# SELECTED EXCERPT
• • • • • • •

A pilot’s ability to predict the performance of a helicopter is extremely important. It helps to determine how much weight the helicopter can carry before takeoff, if the helicopter can safely hover at a specific altitude and temperature, the distance required to climb above obstacles, and what the maximum climb rate will be.
Factors Affecting Performance
A helicopter’s performance is dependent on the power output of the engine and the lift produced by the rotors, whether it is the main rotor(s) or tail rotor. Any factor that affects engine and rotor efficiency affects performance. The three major factors that affect performance are density altitude, weight, and wind. The Aeronautical Knowledge section, discusses these factors in great detail.
Moisture (Humidity)
Humidity alone is usually not considered an important factor in calculating density altitude and helicopter performance; however, it does contribute. There are no rules of thumb used to compute the effects of humidity on density altitude, but some manufacturers include charts with 80 percent relative humidity columns as additional information. There appears to be an approximately 3–4 percent reduction in performance compared to dry air at the same altitude and temperature, so expect a decrease in hovering and takeoff performance in high humidity conditions. Although 3–4 percent seems insignificant, it can be the cause of a mishap when already operating at the limits of the helicopter.
Weight
Winds
Wind direction and velocity also affect hovering, takeoff, and climb performance. Translational lift occurs any time there is relative airflow over the rotor disk. This occurs whether the relative airflow is caused by helicopter movement or by the wind. Assuming a headwind, as wind speed increases, translational lift increases, resulting in less power required to hover.
The wind direction is also an important consideration. Headwinds are the most desirable as they contribute to the greatest increase in performance. Strong crosswinds and tailwinds may require the use of more tail rotor thrust to maintain directional control. This increased tail rotor thrust absorbs power from the engine, which means there is less power available to the main rotor for the production of lift. Some helicopters even have a critical wind azimuth or maximum safe relative wind chart. Operating the helicopter beyond these limits could cause loss of tail rotor effectiveness.

• • • • • • •

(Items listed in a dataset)
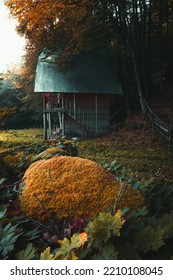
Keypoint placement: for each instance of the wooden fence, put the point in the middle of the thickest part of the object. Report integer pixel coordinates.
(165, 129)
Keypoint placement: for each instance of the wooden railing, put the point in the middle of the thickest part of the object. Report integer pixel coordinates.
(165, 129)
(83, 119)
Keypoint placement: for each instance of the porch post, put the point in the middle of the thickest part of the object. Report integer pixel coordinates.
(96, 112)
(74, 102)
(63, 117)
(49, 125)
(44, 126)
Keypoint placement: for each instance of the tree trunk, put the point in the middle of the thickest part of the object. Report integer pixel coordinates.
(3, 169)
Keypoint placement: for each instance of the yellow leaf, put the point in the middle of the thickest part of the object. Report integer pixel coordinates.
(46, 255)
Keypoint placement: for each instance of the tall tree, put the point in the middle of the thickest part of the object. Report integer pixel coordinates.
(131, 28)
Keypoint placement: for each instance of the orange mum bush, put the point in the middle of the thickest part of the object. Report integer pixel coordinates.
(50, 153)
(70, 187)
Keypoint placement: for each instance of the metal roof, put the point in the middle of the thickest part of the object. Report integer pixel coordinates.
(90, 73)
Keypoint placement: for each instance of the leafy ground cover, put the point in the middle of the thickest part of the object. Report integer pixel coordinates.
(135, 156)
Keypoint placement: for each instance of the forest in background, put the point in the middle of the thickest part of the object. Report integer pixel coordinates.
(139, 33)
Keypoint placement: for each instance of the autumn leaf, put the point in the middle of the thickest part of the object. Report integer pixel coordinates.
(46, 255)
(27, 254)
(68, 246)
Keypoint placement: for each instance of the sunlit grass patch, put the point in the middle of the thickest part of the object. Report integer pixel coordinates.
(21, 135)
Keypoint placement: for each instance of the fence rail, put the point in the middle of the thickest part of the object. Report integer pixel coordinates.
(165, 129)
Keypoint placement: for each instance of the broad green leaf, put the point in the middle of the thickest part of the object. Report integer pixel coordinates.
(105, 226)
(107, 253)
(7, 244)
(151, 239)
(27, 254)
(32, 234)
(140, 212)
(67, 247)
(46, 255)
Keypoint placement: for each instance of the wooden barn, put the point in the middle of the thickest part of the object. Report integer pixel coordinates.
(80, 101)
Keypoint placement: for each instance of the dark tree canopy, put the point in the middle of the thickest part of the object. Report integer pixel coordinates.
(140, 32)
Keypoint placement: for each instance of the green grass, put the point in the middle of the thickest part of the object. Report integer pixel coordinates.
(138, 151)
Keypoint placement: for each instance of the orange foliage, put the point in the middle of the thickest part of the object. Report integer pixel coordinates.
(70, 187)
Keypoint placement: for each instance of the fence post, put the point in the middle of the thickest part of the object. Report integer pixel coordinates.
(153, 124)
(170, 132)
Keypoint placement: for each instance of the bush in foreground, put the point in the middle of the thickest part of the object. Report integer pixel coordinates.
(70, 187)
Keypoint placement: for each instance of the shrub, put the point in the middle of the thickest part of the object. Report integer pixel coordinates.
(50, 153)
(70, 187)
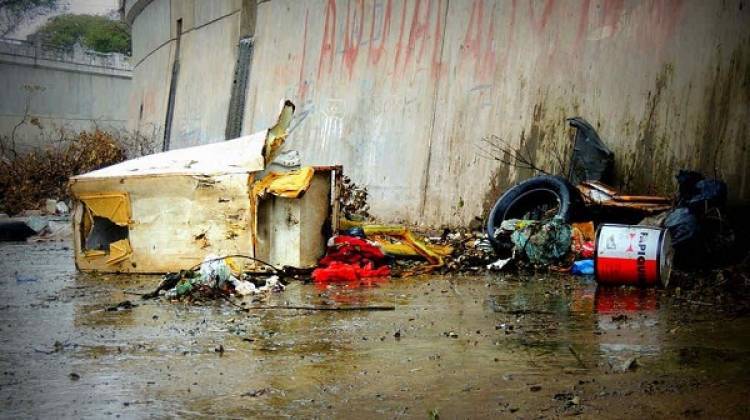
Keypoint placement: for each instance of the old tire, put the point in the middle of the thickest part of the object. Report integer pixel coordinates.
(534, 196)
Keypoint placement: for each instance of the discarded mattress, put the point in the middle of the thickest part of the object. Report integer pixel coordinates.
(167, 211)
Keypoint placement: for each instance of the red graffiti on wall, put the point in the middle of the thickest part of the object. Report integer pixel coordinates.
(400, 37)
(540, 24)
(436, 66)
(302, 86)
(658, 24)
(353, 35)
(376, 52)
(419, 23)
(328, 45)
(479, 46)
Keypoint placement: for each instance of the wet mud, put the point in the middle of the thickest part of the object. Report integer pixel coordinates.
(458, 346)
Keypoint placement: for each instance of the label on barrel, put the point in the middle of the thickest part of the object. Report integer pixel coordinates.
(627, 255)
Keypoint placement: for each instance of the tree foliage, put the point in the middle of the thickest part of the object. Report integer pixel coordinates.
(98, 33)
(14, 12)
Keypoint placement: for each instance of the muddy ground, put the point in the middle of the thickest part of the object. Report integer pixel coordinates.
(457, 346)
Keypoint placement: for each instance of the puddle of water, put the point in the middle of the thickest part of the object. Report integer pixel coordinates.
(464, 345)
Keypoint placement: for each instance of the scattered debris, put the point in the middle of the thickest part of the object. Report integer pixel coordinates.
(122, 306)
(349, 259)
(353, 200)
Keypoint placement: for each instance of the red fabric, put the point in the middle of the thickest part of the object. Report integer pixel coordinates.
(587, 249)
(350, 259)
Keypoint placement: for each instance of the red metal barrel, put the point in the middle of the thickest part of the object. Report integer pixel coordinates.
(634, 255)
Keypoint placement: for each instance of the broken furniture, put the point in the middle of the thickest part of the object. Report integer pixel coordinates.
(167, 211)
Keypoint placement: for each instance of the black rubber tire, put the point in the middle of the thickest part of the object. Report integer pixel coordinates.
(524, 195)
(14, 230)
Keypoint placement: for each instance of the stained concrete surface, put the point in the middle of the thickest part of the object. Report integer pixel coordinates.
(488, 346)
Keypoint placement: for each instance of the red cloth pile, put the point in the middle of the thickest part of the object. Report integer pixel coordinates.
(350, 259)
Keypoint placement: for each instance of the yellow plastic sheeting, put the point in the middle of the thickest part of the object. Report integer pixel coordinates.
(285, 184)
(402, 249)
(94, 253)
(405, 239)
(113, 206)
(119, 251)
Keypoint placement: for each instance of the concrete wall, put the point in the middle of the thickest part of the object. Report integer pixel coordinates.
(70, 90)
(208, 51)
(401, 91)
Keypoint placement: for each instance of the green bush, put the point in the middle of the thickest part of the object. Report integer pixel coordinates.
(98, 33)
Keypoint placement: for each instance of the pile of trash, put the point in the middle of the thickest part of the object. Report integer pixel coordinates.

• • • • • • •

# EXERCISES
(a) Answer these from the helicopter performance text:
(i) What three major factors affect performance?
(ii) About how much does performance drop in humid air compared to dry air at the same altitude and temperature?
(iii) Which wind direction is the most desirable?
(b) Resize the listing from the line with "Keypoint placement: for each instance of the green bush, put" through the end of the listing by rewriting those lines, requests included. Multiply every coordinate in the answers by 2.5 and round to whole numbers, with halves rounded up.

# SOLUTIONS TO THE EXERCISE
(a)
(i) Density altitude, weight, and wind.
(ii) Approximately 3–4 percent.
(iii) Headwinds.

(b)
Keypoint placement: for each instance of the green bush, put the point in the middle of the thickest part of the object. Report integer pixel coordinates.
(245, 83)
Keypoint placement: for each instance of the pile of trash, put the point in the middle of the thickest part of the object. Report integer pixel coordinates.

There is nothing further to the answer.